▶ [Passage provided]
▼
Thomas Troward (14 October 1834 – 18 May 1916) was an English author whose works influenced the New Thought Movement and mystic Christianity.

==Background==
Troward was a divisional Judge in Punjab in British-administered India. His avocation was the study of comparative religion.

After his retirement from the judiciary in 1896, Troward set out to apply logic and a judicial weighing of evidence in the study of matters of cause and effect. The philosopher William James characterized Troward’s Edinburgh Lectures on Mental Science as "far and away the ablest statement of philosophy I have met, beautiful in its sustained clearness of thought and style, a really classic statement."

According to Alcoholics Anonymous (AA) archivist Nell Wing, early AA members were strongly encouraged to read Thomas Troward's Edinburgh Lectures on Mental Science. In the opening of the 2006 film The Secret, introductory remarks credit Troward's philosophy with inspiring the movie and its production.

Troward was a past president of the International New Thought Alliance.

Geneviève Behrend studied with Troward from 1912 until 1914; Behrend was the only personal student he had throughout his life.

Bob Proctor credited Troward's works on a number of occasions, and cited The Creative Process in the Individual as the most important in developing the persistence of an individual.

==Books==

- Troward, T. (1909), The Edinburgh Lectures on Mental Science, New York, NY: Dodd, Mead and Company.
- Troward, T. (1909), The Doré Lectures: Being Sunday Addresses at the Doré Gallery, London, Given in Connection with the Higher Thought Centre, 10, Cheniston Gardens, Kensington, New York, NY: Dodd, Mead and Company.
- Troward, T. (1910), The Creative Process in the Individual, London: Stead, Danby and Co.
- Troward, T. (1913), Bible Mystery and Bible Meaning, New York : Goodyear Book Concern.
- Troward, T. (1913), The Years 1914 to 1923 in Bible Prophecy: Scripture Prediction of the Present War, New York, School of the Builders.
- Troward, T. (1917),The Law and the Word, New York, Robert M. McBride & Company.
- Troward, T. (1917), The Hidden Power and Other Papers on Mental Science, New York, NY: Dodd, Mead and Company.
▲
▶ [Supplied information]
▼
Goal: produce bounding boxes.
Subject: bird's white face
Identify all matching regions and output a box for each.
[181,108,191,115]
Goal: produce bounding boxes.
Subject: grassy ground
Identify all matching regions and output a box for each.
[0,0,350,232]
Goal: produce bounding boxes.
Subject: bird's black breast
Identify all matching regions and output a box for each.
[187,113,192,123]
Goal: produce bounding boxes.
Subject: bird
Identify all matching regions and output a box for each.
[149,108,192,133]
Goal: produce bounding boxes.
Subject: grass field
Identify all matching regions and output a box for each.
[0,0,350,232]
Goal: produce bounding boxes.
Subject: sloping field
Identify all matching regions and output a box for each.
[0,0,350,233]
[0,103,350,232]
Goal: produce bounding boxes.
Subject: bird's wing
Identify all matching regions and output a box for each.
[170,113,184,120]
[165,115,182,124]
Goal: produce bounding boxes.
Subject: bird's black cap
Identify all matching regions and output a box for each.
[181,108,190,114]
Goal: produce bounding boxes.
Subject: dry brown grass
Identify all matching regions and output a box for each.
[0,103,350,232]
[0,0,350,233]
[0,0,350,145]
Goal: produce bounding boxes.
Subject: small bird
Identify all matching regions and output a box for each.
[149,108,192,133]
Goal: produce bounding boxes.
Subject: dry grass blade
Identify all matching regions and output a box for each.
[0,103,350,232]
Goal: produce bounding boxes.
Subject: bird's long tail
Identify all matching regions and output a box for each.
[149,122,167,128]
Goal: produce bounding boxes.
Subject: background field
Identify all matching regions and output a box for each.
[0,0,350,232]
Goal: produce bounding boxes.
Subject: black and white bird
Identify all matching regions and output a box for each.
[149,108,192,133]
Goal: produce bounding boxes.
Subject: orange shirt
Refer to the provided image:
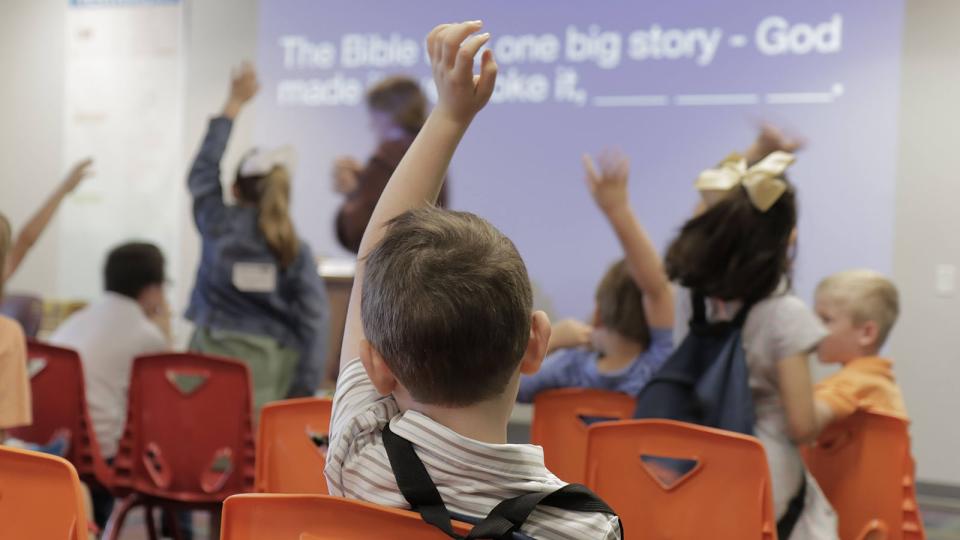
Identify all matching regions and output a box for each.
[0,316,33,430]
[814,357,907,420]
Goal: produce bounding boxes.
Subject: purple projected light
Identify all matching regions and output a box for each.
[256,0,903,317]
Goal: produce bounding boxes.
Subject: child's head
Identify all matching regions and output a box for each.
[361,208,550,408]
[367,76,427,139]
[816,270,900,364]
[233,147,300,268]
[103,242,166,313]
[664,176,797,303]
[594,259,650,349]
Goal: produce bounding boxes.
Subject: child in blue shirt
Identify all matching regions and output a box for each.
[517,152,673,402]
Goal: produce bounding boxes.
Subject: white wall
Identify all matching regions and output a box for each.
[171,0,259,341]
[0,0,67,294]
[0,0,960,485]
[888,0,960,485]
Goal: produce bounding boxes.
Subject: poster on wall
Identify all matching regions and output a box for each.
[256,0,904,317]
[57,0,184,299]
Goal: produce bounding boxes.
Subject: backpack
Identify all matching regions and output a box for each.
[382,424,623,540]
[634,293,755,435]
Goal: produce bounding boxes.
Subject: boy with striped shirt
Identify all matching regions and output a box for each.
[325,21,621,540]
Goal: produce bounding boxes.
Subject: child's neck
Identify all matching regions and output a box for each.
[394,393,514,444]
[597,332,644,372]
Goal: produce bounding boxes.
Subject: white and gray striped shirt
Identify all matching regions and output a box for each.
[324,360,620,540]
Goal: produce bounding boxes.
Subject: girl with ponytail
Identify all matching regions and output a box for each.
[187,65,329,411]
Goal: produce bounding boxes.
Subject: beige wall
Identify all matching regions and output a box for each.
[881,0,960,485]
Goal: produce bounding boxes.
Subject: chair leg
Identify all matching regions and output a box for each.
[103,493,143,540]
[144,504,160,540]
[163,508,183,540]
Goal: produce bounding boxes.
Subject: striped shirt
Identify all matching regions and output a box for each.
[324,360,620,540]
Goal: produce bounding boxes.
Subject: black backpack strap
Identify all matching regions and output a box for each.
[383,425,623,540]
[383,424,463,540]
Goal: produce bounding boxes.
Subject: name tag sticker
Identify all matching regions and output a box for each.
[233,263,277,293]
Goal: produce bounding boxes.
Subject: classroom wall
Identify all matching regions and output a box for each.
[0,0,67,294]
[888,0,960,485]
[0,0,960,485]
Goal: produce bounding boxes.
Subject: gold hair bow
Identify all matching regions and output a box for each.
[694,151,796,212]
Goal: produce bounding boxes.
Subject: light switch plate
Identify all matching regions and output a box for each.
[934,264,957,296]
▲
▶ [Tasks]
a – Shorten the paragraph of the Troward article that begins "After his retirement from the judiciary in 1896," and keep its main facts.
b – Copy everything from "- Troward, T. (1913), Bible" down to "Papers on Mental Science, New York, NY: Dodd, Mead and Company." in the Troward article, swapping "Bible" for "Scripture".
c – Put this sentence from the Troward article into Spanish: "Troward was a past president of the International New Thought Alliance."
The records stand apart from the Troward article and are their own material.

▶ [Solution set]
a – After retiring as a judge in 1896, Troward used logic and a judge's weighing of evidence to study cause and effect. William James called his Edinburgh Lectures on Mental Science "far and away the ablest statement of philosophy" he had met and praised it as a clear, classic work.

b –
- Troward, T. (1913), Scripture Mystery and Scripture Meaning, New York : Goodyear Book Concern.
- Troward, T. (1913), The Years 1914 to 1923 in Scripture Prophecy: Scripture Prediction of the Present War, New York, School of the Builders.
- Troward, T. (1917),The Law and the Word, New York, Robert M. McBride & Company.
- Troward, T. (1917), The Hidden Power and Other Papers on Mental Science, New York, NY: Dodd, Mead and Company.

c – Troward fue expresidente de la Alianza Internacional del Nuevo Pensamiento.